» Exercise requirements
Return the material below in full and exactly.

» Source material
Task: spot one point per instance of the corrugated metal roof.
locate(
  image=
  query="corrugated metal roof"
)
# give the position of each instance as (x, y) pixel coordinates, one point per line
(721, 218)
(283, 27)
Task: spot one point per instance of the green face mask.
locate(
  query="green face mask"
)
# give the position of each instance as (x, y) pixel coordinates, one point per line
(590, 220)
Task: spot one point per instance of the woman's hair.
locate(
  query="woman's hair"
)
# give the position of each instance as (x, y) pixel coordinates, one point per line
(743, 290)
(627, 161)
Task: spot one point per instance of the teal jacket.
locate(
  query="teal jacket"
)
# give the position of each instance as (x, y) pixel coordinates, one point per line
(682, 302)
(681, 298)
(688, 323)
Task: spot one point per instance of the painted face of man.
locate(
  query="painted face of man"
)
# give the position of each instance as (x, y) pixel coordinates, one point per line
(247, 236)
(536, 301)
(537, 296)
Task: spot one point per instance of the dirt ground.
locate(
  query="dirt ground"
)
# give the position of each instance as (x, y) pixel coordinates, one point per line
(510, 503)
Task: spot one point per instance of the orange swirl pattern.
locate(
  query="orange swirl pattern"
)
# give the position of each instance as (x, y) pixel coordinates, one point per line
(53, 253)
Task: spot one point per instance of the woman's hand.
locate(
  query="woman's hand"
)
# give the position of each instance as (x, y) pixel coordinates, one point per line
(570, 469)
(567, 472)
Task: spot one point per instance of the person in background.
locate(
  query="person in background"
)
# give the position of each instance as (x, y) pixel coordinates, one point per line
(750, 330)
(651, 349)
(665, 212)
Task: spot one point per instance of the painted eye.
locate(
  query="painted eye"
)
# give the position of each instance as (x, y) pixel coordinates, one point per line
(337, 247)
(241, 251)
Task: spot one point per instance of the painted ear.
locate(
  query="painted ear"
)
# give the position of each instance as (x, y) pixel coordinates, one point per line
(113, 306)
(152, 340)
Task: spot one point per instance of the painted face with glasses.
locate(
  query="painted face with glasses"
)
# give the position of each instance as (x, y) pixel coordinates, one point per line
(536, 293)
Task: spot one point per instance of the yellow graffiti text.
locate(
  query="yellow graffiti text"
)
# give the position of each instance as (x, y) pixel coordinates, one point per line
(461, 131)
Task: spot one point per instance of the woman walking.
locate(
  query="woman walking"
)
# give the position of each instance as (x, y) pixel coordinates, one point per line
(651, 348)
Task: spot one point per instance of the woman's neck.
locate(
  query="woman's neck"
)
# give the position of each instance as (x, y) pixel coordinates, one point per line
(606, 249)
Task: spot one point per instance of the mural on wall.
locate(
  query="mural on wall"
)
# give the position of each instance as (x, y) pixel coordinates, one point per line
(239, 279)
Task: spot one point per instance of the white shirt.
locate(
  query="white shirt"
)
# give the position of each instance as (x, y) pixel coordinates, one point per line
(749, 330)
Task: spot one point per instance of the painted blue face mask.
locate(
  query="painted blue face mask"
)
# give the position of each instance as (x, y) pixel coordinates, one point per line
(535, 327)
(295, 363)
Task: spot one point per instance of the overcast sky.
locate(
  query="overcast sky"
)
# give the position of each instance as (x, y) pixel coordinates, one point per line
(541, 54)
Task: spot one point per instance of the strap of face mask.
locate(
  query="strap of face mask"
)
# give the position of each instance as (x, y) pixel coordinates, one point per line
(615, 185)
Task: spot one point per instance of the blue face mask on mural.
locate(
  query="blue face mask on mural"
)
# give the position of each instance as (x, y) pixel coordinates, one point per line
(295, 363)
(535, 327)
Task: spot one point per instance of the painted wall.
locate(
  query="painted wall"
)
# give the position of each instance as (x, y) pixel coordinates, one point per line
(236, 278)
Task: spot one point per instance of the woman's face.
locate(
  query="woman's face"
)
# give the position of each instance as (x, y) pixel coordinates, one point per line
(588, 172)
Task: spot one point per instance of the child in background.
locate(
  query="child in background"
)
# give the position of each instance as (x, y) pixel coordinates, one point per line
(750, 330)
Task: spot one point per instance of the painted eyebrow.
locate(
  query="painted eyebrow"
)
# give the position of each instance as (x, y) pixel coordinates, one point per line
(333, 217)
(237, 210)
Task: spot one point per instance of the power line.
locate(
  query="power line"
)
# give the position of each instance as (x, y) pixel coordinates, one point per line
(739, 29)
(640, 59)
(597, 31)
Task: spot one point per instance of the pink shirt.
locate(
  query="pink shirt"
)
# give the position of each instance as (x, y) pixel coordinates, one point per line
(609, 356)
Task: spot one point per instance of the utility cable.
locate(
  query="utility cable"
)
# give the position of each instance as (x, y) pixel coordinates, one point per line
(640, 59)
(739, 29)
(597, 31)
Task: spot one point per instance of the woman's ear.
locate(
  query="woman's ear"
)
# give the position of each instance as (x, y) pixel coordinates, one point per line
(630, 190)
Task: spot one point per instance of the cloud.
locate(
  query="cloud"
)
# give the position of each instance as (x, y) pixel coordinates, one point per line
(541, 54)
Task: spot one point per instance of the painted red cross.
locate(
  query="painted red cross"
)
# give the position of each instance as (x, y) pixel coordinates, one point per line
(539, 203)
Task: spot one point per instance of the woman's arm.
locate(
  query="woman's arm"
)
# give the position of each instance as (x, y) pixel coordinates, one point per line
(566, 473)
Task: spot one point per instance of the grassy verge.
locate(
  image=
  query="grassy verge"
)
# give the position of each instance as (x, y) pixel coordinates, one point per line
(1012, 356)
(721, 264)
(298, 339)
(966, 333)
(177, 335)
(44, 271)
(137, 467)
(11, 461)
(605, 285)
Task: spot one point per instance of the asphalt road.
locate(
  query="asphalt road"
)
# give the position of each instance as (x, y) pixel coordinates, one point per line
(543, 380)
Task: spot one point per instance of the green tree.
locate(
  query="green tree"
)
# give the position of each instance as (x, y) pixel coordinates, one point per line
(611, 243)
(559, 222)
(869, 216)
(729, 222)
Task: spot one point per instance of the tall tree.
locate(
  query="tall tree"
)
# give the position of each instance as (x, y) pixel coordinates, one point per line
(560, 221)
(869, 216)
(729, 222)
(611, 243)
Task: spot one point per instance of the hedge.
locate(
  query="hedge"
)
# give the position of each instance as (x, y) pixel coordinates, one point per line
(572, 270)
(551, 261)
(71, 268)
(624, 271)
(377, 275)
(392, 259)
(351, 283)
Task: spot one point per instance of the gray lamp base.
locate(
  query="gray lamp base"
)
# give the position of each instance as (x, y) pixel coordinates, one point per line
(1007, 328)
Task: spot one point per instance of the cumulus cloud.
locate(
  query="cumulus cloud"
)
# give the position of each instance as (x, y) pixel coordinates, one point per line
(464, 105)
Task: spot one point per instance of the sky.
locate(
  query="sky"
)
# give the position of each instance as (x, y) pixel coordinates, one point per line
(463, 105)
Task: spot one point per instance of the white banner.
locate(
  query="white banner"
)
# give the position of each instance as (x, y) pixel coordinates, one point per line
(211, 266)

» Task result
Task: spot one point per instance of the corrugated metal roof.
locate(
  image=
  query="corrugated metal roof"
)
# give the position of each instance as (x, y) pixel coordinates, one point per line
(721, 218)
(283, 27)
Task: spot one point per instance of the green face mask.
locate(
  query="green face mask"
)
# give the position of each instance as (x, y) pixel coordinates, one point per line
(590, 220)
Task: spot one point per instance of the woman's hair.
locate(
  query="woman's hair"
)
# give the position of each instance as (x, y) pixel coordinates, one point per line
(743, 290)
(627, 161)
Task: spot one point per instance of the teal jacket.
locate(
  query="teal jacket"
)
# give the position of each instance as (x, y) pixel coordinates, one point per line
(682, 302)
(681, 298)
(688, 323)
Task: spot one point per instance of the painted face of man.
locate(
  query="painted face of man"
)
# give the position of each instance as (x, y) pixel coordinates, one point per line
(247, 236)
(536, 301)
(537, 296)
Task: spot one point per instance of the dirt ground.
locate(
  query="dirt ground"
)
# give the position of each instance as (x, y) pixel coordinates, one point per line
(510, 503)
Task: spot one point per instance of the orange swirl pattern.
locate(
  query="orange swirl pattern"
)
# give the position of each instance as (x, y) pixel coordinates, one point per line
(53, 253)
Task: spot one point per instance of the woman's hand.
locate(
  query="woman's hand"
)
# give the position of each instance as (x, y) pixel coordinates, one point per line
(570, 469)
(567, 472)
Task: spot one point per instance of the person in background.
locate(
  query="person in background"
)
# give the position of each instance as (x, y) pixel coordinates, one point per line
(750, 330)
(651, 349)
(665, 212)
Task: spot one point per instance of the painted eye.
locate(
  query="painted eye"
)
# give the position of each instance as (x, y) pixel coordinates, one point per line
(337, 247)
(241, 251)
Task: spot one point per instance of the painted ear.
locate(
  query="painted ear"
)
# give the position of each instance as (x, y) pixel coordinates, one point per line
(113, 306)
(152, 340)
Task: spot one point per instance of the painted face with glasses.
locate(
  query="painted face with glasses"
)
# give the position of each instance as (x, y) pixel coordinates, one point per line
(536, 293)
Task: spot one point per instance of the yellow graffiti text.
locate(
  query="yellow graffiti text"
)
# give the position of each instance as (x, y) pixel coordinates, one point per line
(461, 131)
Task: spot one point per instance of the woman walking.
locate(
  query="woman walking"
)
# give the position of each instance as (x, y) pixel coordinates, one point per line
(651, 348)
Task: spot one point per instance of the woman's neck.
locate(
  query="woman's neck"
)
# give the position of each instance as (x, y) pixel coordinates, one point per line
(606, 249)
Task: spot one point per instance of the mural on wall.
locate(
  query="mural on wall"
)
# give the position of each instance as (x, y) pixel coordinates, one point per line
(239, 279)
Task: spot one point per instance of the white shirt.
locate(
  query="white shirt"
)
# give the position of each instance as (x, y) pixel coordinates, one point per line
(749, 330)
Task: spot one point per instance of the painted blue face mask.
locate(
  query="painted blue face mask"
)
# give the position of each instance as (x, y) pixel coordinates, one point per line
(535, 327)
(295, 363)
Task: spot one point per instance of the overcast sky.
locate(
  query="overcast sky"
)
# give the position of each instance as (x, y) pixel coordinates, one point per line
(541, 54)
Task: spot one point per instance of the strap of face mask.
locate(
  query="strap of face mask"
)
# give the position of each instance as (x, y) pixel coordinates, one point per line
(615, 185)
Task: spot one point per instance of the blue face mask on mural.
locate(
  query="blue face mask on mural"
)
# give the position of each instance as (x, y) pixel coordinates, one point per line
(295, 363)
(535, 327)
Task: spot one point per instance of the painted wall.
locate(
  query="painted wall"
)
# give the position of each instance as (x, y) pixel coordinates, one point per line
(236, 278)
Task: spot one point per instance of the woman's face.
locate(
  query="woman's face"
)
# give the position of each instance as (x, y) pixel coordinates, one point per line
(588, 172)
Task: spot one point per instance of the child in background.
locate(
  query="child in background"
)
# give the position of each instance as (x, y) pixel coordinates, one point per line
(750, 330)
Task: spot one point per instance of the painted eyebrow.
locate(
  query="painted eyebrow"
)
# give the position of each instance as (x, y) pixel coordinates, one point per line
(333, 217)
(237, 210)
Task: spot one point per instance of the power line.
locate(
  query="power line"
)
# give the position of each instance as (x, y) pixel coordinates, one point per line
(739, 29)
(640, 59)
(597, 31)
Task: spot one point per instance of the pink shirt.
locate(
  query="pink shirt"
)
# give the position of each instance as (x, y) pixel coordinates, one point per line
(609, 356)
Task: spot one point per instance of the utility cable.
locate(
  query="utility cable"
)
# give the position of each instance as (x, y) pixel coordinates, one point per line
(640, 59)
(739, 29)
(597, 31)
Task: spot one point per instance of the woman's ear.
locate(
  query="woman's ear"
)
# give the position of each instance as (x, y) pixel coordinates, one point per line
(630, 190)
Task: spot one point per instance of the cloud.
locate(
  query="cloud"
)
# give the position of each instance as (x, y) pixel coordinates, one point per line
(541, 54)
Task: spot one point per instance of the painted red cross.
locate(
  query="painted red cross"
)
# give the position of each instance as (x, y) pixel coordinates, one point per line
(539, 203)
Task: spot one point per instance of the woman's arm.
locate(
  query="woman's arm"
)
# give the position of each instance as (x, y) pixel coordinates, one point per line
(566, 473)
Task: spot one point per instance of the grassy verge.
locate(
  image=
  query="grassy verge"
)
# give the position of each instance as (x, y) pixel coordinates, one point per line
(1012, 356)
(721, 264)
(298, 339)
(966, 333)
(177, 335)
(44, 271)
(137, 467)
(11, 461)
(605, 285)
Task: spot one point per instance of the asphalt road.
locate(
  query="asphalt road"
)
# give the position of each instance as (x, y) pixel coordinates, one point per line
(543, 380)
Task: spot one point per instance of the green tree.
locate(
  query="green tree"
)
# give the position of each instance as (x, y) pixel coordinates, one point per line
(611, 243)
(559, 222)
(869, 216)
(729, 222)
Task: spot one point per instance of the tall tree.
locate(
  query="tall tree"
)
# give the position of each instance as (x, y) pixel coordinates, one point per line
(560, 221)
(869, 216)
(729, 222)
(611, 243)
Task: spot one point per instance of the hedge.
locate(
  query="hedge"
)
# give the position of each instance as (x, y) pixel coordinates, one point per line
(572, 270)
(551, 261)
(71, 268)
(624, 271)
(377, 275)
(392, 259)
(351, 283)
Task: spot one point per instance of the gray lamp base.
locate(
  query="gray lamp base"
)
# give the position of each instance as (x, y) pixel coordinates, one point per line
(1007, 328)
Task: spot one point per instance of the cumulus cloud.
locate(
  query="cumulus cloud"
)
# give the position of each instance as (x, y) pixel coordinates, one point per line
(464, 105)
Task: spot one point per instance of the sky.
locate(
  query="sky"
)
# give the position of each instance as (x, y) pixel coordinates, one point per line
(463, 105)
Task: spot one point per instance of the white banner.
locate(
  query="white banner"
)
# give the position of each instance as (x, y) pixel coordinates, one point per line
(211, 266)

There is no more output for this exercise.